**PAGE EXTRACT:**
-- Begin --

Mask "chikunza", before 1880
Fritz Hieber, Brombach/Basel, Switzerland
Jean David, Zurich, Switzerland (2003)
German Private Collection, Berlin
Description
framework of twigs/plant fibre, coated with bark cloth and resinous materials, painted with coloured pigments, tubes from bundled blades of grass, abundant grass fibre cuff, slightly dam., rest. (nose), mass missing in parts.
The masquerade character “chikunza” is one of many “makishi” (= mask characters) found among the Chokwe, Luvale/Lwena, Luchazi, Lunda, and Mbunda peoples. “Chikunza” represents ancestor spirits and is considered as patron and protector of the “mukanda” men’s initiation. It is an aggressive mask character with anthropomorphic exaggerated features whose role is “to protect the initiation camp from intruders, physical or supernatural”. It is performed during “mukanda” rites, ceremonial events, such as the enthronement of chiefs and other occasions. According to Jordán, the dancers whole body was covered by a fibre costume with a skirt of raffia fringe or beaten bark around the hips. He held a sacred tree branch/flywhisk in one hand and a machete in the other hand, which he used to threaten women and the uninitiated. “Chikunza” was considered very important and was kept in the “nzo ya muuya”, the house of the power emblems of the chief.

-- End --

**SUPPLIED MATERIAL:**
-- Begin --

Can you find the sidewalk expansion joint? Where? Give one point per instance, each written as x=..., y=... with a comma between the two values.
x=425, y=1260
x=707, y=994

-- End --

**WORK TO COMPLETE:**
Answer these questions using the mask entry:
1. What year appears beside Jean David's name?
2. What are the mask's tubes made from?
3. Where was "chikunza" kept?
The material shown comes from a source separate from the mask entry.

**FINISHED TASK:**
1. 2003
2. Bundled blades of grass
3. In the "nzo ya muuya," the house of the power emblems of the chief